— Start of Data to process —
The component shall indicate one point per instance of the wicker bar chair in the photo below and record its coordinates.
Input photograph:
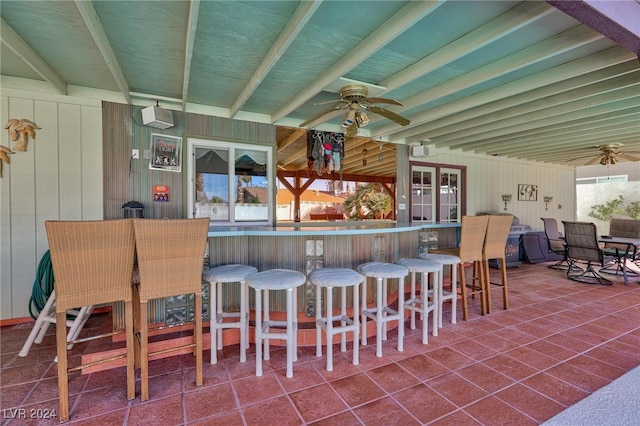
(93, 263)
(494, 248)
(472, 233)
(170, 258)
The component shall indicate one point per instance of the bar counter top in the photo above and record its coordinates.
(325, 228)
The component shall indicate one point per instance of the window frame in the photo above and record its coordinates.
(195, 142)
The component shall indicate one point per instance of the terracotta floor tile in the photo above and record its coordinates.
(485, 377)
(392, 377)
(277, 411)
(424, 403)
(209, 401)
(457, 389)
(384, 412)
(231, 418)
(492, 411)
(597, 367)
(346, 418)
(555, 389)
(357, 389)
(577, 377)
(423, 367)
(530, 402)
(254, 389)
(532, 358)
(165, 411)
(317, 402)
(510, 367)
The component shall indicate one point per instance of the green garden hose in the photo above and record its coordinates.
(42, 286)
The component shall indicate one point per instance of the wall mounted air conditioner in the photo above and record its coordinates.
(154, 116)
(420, 151)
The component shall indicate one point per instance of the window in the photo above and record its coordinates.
(436, 193)
(230, 182)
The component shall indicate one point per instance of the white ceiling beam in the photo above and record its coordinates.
(88, 13)
(192, 27)
(17, 45)
(548, 133)
(558, 102)
(299, 19)
(503, 25)
(404, 19)
(504, 95)
(593, 106)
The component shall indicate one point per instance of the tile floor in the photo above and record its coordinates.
(558, 342)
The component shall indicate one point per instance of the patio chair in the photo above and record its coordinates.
(170, 260)
(556, 244)
(582, 246)
(93, 263)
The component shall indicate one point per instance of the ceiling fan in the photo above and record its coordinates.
(354, 99)
(609, 155)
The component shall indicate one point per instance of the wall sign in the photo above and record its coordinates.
(165, 153)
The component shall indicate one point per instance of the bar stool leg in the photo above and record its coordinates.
(401, 314)
(379, 317)
(289, 333)
(258, 332)
(318, 321)
(356, 325)
(266, 323)
(329, 303)
(244, 309)
(362, 312)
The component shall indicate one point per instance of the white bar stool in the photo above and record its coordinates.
(382, 313)
(428, 301)
(329, 278)
(453, 262)
(218, 277)
(276, 279)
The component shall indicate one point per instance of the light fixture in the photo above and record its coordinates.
(362, 119)
(348, 118)
(507, 199)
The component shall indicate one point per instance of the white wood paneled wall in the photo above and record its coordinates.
(490, 177)
(58, 177)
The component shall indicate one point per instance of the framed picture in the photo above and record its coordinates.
(165, 153)
(527, 192)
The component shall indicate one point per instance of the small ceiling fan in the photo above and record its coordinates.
(354, 99)
(609, 155)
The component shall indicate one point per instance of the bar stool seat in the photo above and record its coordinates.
(383, 313)
(453, 262)
(271, 280)
(218, 277)
(328, 278)
(421, 303)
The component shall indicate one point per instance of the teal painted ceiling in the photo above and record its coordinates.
(503, 78)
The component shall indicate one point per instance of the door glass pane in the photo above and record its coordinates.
(212, 184)
(250, 178)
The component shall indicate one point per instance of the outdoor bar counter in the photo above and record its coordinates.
(305, 246)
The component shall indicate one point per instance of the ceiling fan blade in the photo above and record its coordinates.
(351, 130)
(322, 114)
(382, 101)
(389, 114)
(593, 160)
(628, 157)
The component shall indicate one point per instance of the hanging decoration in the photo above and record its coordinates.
(4, 156)
(325, 151)
(19, 130)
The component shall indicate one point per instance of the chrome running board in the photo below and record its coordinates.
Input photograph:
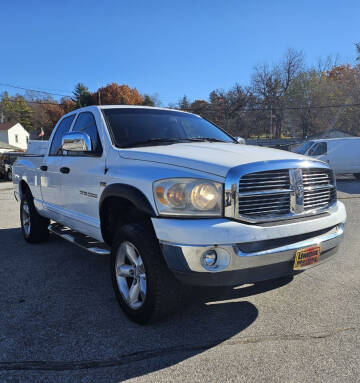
(84, 241)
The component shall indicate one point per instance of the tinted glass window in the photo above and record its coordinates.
(318, 149)
(304, 147)
(62, 129)
(136, 126)
(85, 123)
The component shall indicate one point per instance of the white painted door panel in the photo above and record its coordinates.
(81, 192)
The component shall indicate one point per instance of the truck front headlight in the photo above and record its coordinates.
(188, 197)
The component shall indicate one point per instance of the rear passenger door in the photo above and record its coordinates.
(50, 176)
(81, 187)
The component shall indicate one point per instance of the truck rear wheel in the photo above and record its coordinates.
(144, 287)
(34, 227)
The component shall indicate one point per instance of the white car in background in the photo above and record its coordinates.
(342, 154)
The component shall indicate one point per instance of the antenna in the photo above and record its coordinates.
(99, 93)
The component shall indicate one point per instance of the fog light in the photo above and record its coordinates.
(209, 258)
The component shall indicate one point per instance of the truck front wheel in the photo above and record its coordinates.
(34, 227)
(144, 287)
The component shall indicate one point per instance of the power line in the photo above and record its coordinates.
(209, 106)
(33, 90)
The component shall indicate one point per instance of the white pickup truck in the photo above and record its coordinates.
(175, 200)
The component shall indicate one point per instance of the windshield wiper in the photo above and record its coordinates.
(169, 141)
(204, 139)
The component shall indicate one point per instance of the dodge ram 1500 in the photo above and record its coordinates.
(174, 199)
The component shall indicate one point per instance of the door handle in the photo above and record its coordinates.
(65, 170)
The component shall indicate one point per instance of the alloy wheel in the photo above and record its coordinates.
(130, 275)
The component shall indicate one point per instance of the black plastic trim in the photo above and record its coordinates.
(130, 193)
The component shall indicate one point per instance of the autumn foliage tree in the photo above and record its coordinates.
(115, 94)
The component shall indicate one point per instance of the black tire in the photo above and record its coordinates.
(163, 291)
(38, 225)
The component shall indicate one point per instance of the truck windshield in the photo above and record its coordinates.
(302, 149)
(147, 127)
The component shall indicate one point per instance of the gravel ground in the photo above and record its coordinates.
(60, 321)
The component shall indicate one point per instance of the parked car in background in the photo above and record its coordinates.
(342, 154)
(6, 163)
(173, 199)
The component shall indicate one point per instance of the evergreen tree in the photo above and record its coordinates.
(148, 101)
(82, 96)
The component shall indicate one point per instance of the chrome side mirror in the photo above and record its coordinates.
(76, 142)
(240, 140)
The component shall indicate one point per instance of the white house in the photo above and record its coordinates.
(13, 133)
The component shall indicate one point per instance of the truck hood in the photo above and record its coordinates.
(216, 158)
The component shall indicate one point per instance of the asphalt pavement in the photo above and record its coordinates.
(60, 321)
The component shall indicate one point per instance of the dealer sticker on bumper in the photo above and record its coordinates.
(306, 257)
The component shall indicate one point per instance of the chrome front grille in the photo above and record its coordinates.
(281, 193)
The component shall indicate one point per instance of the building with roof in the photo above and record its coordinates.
(14, 134)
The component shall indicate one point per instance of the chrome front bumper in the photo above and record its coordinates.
(236, 266)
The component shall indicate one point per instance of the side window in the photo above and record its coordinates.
(318, 149)
(62, 129)
(85, 123)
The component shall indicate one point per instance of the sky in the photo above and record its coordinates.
(172, 48)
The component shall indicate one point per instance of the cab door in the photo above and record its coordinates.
(49, 171)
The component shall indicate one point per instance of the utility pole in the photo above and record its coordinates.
(270, 121)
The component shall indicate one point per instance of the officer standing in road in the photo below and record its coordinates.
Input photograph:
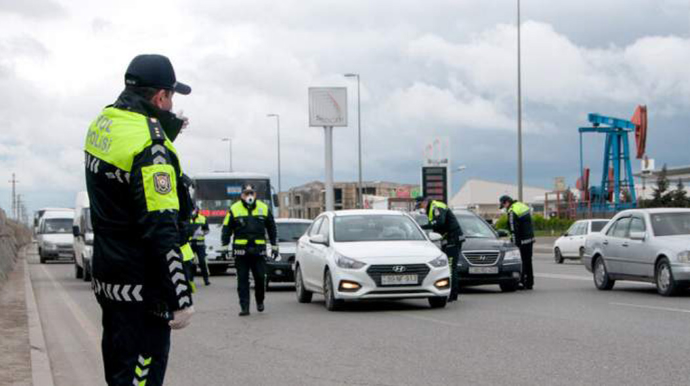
(199, 230)
(443, 221)
(132, 171)
(248, 222)
(522, 235)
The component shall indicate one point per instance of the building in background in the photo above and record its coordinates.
(308, 200)
(482, 196)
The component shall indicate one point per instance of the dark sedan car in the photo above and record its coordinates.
(485, 258)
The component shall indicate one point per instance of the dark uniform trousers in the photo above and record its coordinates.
(452, 250)
(527, 273)
(135, 345)
(199, 249)
(257, 265)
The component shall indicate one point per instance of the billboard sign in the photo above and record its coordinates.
(435, 182)
(327, 106)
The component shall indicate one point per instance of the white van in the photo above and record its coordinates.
(83, 237)
(55, 235)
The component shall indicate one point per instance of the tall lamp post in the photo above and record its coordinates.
(519, 111)
(277, 116)
(229, 141)
(359, 140)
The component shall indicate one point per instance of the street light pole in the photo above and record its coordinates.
(519, 110)
(229, 141)
(360, 203)
(278, 130)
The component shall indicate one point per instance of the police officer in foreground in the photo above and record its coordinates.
(443, 221)
(522, 235)
(199, 230)
(248, 222)
(132, 171)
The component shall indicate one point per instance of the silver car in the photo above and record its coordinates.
(650, 245)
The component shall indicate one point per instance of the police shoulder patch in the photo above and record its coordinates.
(161, 182)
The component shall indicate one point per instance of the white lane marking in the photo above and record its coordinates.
(86, 324)
(651, 307)
(427, 319)
(562, 276)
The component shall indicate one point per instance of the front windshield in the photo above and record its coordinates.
(291, 231)
(375, 228)
(671, 224)
(474, 227)
(58, 225)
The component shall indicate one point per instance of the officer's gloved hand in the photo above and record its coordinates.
(182, 318)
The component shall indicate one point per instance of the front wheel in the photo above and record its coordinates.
(665, 284)
(509, 287)
(303, 295)
(332, 304)
(438, 302)
(602, 280)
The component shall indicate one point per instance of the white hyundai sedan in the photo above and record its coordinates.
(369, 254)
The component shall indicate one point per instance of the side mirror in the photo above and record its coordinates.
(318, 239)
(639, 236)
(434, 237)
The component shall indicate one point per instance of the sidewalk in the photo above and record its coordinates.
(15, 355)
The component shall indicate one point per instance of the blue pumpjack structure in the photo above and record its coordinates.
(607, 196)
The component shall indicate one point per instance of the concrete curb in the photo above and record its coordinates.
(41, 372)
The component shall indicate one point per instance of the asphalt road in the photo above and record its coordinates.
(563, 332)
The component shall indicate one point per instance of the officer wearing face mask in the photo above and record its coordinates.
(248, 222)
(137, 206)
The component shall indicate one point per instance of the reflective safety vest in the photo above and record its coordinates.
(251, 225)
(199, 223)
(435, 205)
(187, 252)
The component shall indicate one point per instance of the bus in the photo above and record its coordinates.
(213, 194)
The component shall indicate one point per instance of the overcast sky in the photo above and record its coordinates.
(432, 68)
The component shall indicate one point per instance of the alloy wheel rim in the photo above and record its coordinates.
(600, 272)
(664, 277)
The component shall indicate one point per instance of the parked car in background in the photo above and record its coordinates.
(83, 237)
(572, 244)
(485, 258)
(370, 254)
(649, 245)
(289, 232)
(54, 237)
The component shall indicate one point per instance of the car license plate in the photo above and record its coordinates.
(484, 270)
(399, 279)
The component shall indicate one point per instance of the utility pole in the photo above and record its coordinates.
(14, 182)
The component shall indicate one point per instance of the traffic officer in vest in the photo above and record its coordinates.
(522, 235)
(248, 222)
(132, 171)
(443, 221)
(199, 230)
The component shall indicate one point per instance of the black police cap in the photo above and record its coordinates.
(154, 71)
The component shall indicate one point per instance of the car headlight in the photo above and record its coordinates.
(347, 263)
(512, 255)
(684, 257)
(439, 262)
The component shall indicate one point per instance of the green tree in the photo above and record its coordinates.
(679, 197)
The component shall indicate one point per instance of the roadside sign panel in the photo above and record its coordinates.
(327, 106)
(435, 182)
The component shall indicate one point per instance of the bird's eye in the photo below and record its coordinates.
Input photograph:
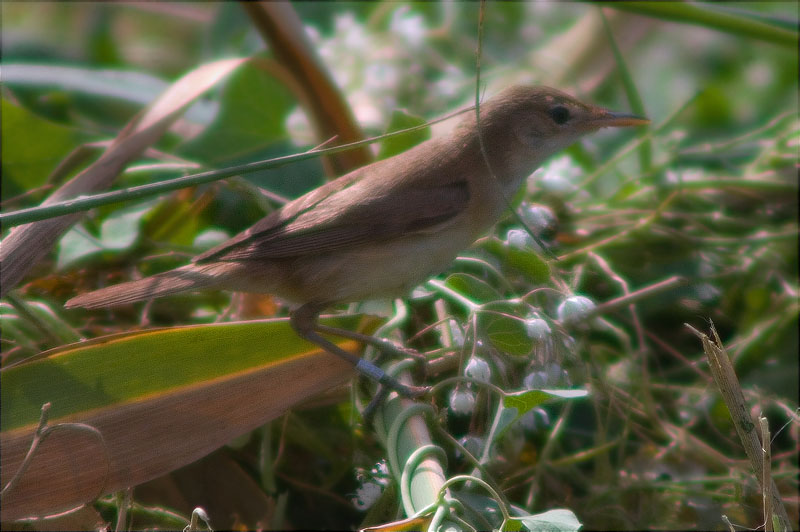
(559, 114)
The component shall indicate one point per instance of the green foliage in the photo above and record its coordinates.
(707, 193)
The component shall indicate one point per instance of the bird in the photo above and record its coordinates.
(386, 227)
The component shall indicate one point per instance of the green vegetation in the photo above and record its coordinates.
(566, 391)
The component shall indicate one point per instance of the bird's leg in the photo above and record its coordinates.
(304, 322)
(384, 346)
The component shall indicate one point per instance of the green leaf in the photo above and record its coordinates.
(551, 521)
(160, 398)
(252, 115)
(530, 264)
(526, 400)
(117, 232)
(506, 333)
(471, 287)
(31, 148)
(526, 261)
(394, 145)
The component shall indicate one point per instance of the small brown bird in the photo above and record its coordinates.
(387, 227)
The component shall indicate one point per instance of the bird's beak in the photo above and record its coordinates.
(606, 118)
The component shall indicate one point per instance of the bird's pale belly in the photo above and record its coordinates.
(388, 270)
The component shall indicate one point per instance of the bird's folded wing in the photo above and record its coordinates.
(342, 215)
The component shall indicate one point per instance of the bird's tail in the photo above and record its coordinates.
(190, 277)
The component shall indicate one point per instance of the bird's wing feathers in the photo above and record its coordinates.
(328, 219)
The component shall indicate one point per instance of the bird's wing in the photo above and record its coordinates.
(346, 213)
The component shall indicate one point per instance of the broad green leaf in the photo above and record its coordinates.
(32, 147)
(529, 263)
(472, 288)
(161, 398)
(551, 521)
(130, 86)
(516, 404)
(506, 333)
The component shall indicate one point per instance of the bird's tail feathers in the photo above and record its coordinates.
(191, 277)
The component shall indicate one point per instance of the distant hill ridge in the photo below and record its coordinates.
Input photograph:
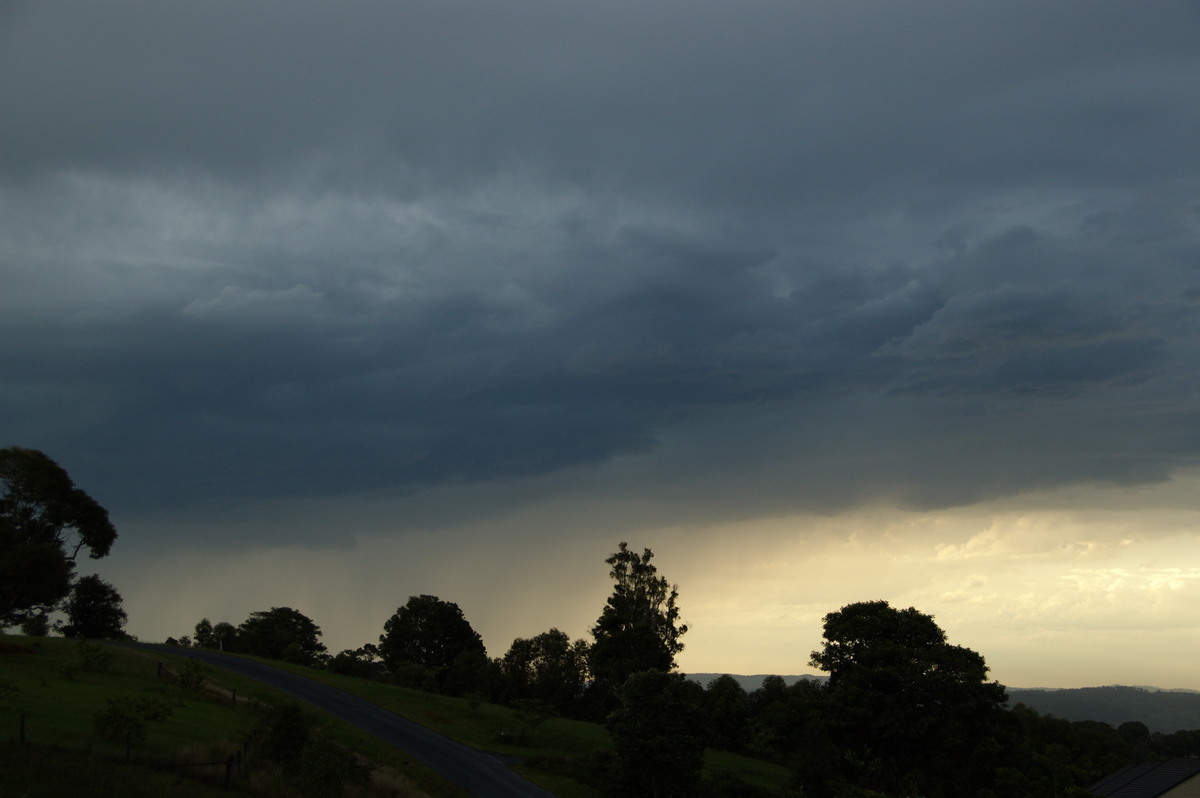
(1162, 711)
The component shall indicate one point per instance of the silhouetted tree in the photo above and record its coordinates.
(225, 636)
(203, 634)
(639, 628)
(431, 636)
(659, 735)
(281, 634)
(729, 713)
(45, 522)
(363, 663)
(912, 713)
(94, 610)
(547, 667)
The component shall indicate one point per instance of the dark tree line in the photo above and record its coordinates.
(46, 522)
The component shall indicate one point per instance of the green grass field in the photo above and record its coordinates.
(497, 729)
(42, 681)
(51, 700)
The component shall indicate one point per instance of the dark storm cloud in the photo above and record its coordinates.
(797, 256)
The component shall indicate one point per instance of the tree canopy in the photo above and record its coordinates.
(45, 522)
(911, 711)
(547, 667)
(432, 635)
(280, 634)
(94, 611)
(639, 628)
— End of Data to process —
> [Work to complete] Pick up at the line that holds "of the distant" and restate each line, word for word, through the last line of the entries. Include both end lines but none of the pictures.

> [Exercise response]
The component shall indicate one point per instance of the distant hill ridge in the photo below and record its coordinates.
Input photograph:
(1162, 711)
The component shall indicate one point per instance of the silhouetted tree in the photo above and record its coordinates.
(225, 636)
(203, 634)
(639, 628)
(431, 636)
(659, 735)
(281, 634)
(729, 713)
(45, 522)
(363, 663)
(912, 713)
(94, 610)
(547, 667)
The component shall indicate one point per instance of the dark tree line in the photo above and record its coordinates.
(46, 522)
The component shall indicate one point per instance of the green grass field in the photo above and record its coordinates.
(497, 729)
(42, 681)
(51, 700)
The component shall indicate one point per instance of the dark storm cloud in the photo above and record its coordinates.
(797, 256)
The component shall indicate one point per instance of the tree canopy in the photo above and record its coordinates.
(45, 522)
(911, 711)
(547, 667)
(432, 635)
(280, 634)
(94, 611)
(639, 628)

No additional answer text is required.